What do the lines from the one containing "Practice task. Find the wooden post" through the end of the entries say? Quote them exactly, and only them.
◇ ◇ ◇ ◇ ◇
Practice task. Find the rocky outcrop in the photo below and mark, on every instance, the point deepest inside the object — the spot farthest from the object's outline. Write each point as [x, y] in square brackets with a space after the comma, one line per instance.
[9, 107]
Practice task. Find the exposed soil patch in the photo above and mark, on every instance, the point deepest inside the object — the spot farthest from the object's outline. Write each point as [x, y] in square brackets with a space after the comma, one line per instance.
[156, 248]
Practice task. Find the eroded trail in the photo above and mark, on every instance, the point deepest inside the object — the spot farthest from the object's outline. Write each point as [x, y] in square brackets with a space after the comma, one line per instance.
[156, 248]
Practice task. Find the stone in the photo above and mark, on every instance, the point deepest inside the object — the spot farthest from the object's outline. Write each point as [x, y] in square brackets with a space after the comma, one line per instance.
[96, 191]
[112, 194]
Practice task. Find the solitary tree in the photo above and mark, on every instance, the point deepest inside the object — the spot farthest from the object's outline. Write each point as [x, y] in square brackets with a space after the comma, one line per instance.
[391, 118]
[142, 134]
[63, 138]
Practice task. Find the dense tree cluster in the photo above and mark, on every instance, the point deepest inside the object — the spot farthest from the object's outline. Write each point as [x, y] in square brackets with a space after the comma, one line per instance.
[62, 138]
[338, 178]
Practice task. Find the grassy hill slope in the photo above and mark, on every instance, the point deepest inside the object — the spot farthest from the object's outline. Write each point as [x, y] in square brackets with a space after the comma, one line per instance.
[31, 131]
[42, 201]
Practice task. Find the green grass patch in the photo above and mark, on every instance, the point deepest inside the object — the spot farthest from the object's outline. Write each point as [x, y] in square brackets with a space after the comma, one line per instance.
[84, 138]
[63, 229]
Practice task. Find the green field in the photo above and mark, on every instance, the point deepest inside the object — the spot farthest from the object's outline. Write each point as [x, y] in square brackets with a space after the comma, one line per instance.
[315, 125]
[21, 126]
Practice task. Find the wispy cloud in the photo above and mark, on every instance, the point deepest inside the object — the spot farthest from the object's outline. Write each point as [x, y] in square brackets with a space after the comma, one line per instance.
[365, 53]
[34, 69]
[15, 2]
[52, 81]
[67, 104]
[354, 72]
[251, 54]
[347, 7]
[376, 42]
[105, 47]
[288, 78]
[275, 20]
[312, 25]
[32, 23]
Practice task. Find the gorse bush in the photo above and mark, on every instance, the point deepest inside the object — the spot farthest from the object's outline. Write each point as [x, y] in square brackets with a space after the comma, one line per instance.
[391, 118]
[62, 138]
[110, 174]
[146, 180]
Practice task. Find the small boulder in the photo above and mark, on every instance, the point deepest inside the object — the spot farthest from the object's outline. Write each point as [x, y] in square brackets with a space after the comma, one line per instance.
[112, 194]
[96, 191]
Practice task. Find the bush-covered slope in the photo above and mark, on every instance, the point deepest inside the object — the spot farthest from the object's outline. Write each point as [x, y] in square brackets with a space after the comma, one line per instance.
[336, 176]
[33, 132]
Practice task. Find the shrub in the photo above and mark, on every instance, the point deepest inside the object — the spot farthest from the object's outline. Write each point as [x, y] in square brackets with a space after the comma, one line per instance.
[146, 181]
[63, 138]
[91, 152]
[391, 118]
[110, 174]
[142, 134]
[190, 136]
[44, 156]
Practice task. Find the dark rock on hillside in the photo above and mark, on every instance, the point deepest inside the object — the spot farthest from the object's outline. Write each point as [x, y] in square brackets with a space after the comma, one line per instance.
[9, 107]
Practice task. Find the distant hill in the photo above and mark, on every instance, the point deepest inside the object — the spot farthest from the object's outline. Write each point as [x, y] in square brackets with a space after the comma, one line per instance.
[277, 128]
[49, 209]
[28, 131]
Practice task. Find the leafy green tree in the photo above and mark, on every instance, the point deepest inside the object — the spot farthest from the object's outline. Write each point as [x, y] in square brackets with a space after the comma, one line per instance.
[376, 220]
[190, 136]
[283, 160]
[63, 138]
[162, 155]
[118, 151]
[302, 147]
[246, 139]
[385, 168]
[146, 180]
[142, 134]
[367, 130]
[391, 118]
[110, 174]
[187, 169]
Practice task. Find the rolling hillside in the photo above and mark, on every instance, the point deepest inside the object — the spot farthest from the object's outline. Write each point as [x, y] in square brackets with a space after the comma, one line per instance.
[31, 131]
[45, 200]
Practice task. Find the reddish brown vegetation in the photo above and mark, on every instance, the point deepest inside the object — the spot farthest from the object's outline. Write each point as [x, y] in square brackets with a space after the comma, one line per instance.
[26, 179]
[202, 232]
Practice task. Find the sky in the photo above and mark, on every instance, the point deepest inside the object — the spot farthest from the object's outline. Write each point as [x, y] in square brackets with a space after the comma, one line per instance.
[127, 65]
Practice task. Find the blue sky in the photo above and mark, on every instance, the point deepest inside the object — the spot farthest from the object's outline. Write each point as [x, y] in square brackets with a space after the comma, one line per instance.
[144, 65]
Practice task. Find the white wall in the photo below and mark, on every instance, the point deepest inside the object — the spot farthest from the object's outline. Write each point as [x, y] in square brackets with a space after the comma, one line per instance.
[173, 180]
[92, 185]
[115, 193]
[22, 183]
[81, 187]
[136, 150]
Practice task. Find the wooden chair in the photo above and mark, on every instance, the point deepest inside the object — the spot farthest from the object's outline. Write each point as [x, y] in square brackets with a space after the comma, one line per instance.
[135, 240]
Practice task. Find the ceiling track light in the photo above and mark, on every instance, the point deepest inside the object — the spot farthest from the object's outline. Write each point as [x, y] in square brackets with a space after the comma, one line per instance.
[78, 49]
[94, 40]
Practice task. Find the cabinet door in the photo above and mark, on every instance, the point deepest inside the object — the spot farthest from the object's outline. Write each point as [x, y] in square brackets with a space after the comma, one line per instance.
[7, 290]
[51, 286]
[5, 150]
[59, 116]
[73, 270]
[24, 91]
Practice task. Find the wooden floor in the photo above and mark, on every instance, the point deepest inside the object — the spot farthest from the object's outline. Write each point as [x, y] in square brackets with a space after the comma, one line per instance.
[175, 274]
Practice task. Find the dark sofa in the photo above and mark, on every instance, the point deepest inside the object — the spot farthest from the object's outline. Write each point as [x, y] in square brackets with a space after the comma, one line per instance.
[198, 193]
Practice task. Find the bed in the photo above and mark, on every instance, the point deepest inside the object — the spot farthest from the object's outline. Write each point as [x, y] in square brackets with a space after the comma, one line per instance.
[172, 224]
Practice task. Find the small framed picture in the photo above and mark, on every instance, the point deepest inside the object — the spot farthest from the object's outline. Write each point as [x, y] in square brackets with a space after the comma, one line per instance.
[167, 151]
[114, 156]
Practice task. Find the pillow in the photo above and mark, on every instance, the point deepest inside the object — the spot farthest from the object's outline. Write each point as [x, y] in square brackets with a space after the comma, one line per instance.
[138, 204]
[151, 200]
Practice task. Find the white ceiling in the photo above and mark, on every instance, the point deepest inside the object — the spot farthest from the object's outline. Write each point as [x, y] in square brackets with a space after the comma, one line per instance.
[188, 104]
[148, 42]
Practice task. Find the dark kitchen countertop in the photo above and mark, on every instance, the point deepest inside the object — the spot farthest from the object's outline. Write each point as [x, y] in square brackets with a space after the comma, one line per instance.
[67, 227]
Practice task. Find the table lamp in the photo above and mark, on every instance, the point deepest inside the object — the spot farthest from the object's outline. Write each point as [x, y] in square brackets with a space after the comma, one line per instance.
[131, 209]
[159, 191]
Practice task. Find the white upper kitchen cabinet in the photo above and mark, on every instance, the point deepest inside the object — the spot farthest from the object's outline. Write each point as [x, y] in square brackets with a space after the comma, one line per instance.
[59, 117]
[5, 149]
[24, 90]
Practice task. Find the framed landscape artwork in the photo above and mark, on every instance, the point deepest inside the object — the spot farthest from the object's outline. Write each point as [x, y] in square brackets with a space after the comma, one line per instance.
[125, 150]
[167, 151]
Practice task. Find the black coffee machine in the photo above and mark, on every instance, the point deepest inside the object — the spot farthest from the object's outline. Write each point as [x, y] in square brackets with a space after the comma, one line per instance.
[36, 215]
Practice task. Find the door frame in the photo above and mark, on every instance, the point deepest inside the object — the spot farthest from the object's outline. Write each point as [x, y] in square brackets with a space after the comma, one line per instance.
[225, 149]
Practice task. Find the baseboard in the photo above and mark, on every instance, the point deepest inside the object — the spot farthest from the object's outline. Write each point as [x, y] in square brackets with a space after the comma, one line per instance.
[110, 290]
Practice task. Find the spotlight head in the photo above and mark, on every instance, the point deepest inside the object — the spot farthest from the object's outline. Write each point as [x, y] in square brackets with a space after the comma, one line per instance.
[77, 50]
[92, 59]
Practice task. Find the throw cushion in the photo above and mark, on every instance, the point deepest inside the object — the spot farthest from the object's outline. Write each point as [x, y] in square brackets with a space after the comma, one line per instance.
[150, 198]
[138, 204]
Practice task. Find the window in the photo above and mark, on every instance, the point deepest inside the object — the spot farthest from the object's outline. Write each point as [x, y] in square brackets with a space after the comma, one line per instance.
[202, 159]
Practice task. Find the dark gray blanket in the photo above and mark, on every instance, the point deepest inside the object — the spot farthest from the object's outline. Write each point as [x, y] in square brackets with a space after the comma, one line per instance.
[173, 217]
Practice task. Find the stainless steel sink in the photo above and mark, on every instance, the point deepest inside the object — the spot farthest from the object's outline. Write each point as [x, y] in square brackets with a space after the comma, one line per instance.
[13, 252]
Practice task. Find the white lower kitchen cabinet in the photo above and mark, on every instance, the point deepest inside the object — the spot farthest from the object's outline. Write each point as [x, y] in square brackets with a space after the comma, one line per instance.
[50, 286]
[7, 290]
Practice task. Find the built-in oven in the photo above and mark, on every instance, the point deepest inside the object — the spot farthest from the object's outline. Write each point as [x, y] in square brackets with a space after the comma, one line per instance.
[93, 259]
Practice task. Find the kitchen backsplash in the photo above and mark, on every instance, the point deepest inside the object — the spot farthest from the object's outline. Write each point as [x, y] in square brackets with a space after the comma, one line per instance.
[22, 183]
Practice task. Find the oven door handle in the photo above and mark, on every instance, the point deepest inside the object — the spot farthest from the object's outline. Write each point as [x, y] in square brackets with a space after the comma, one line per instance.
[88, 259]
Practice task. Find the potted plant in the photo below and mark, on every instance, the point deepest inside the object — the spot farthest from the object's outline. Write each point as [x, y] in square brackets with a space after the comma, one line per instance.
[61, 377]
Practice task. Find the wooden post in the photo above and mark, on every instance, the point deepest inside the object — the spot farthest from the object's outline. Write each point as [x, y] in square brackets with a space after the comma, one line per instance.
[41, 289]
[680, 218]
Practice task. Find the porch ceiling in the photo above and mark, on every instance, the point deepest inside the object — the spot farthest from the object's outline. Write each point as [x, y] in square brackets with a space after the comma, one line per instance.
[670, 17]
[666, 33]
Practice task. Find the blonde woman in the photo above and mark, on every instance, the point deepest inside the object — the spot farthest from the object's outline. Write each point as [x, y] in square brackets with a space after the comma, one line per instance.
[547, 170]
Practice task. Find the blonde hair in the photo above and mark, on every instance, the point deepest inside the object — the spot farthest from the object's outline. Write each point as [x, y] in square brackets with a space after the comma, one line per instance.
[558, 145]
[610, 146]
◇ ◇ ◇ ◇ ◇
RESPONSE TO THE EXERCISE:
Practice task. Find the wooden post in the photo above and mark, on every instance, the point deepest inside the object — the spot farthest from the object's outline. Write each point as [x, y] in square brackets with a space after the comma, one line per instance.
[41, 289]
[680, 218]
Practice task. Find the porch ceiling in the photo above and mark, on every instance, the point deepest inside the object — the spot farthest from the object's outline. Write each point as [x, y] in square brackets with a space after the comma, one line per instance.
[670, 17]
[666, 33]
Practice task. Find the blonde woman in the photo above and mark, on every instance, the point deepest inside the object — the spot farthest from the object's outline. Write each point as [x, y] in square brackets with a space after the comma, one line per instance.
[547, 170]
Practice task. Find the blonde hair in the photo above and mark, on every instance, the point deepest inside the object — the spot farthest from the object's outline. Write each point as [x, y] in square brackets with a space after the comma, one line per instance.
[558, 145]
[610, 146]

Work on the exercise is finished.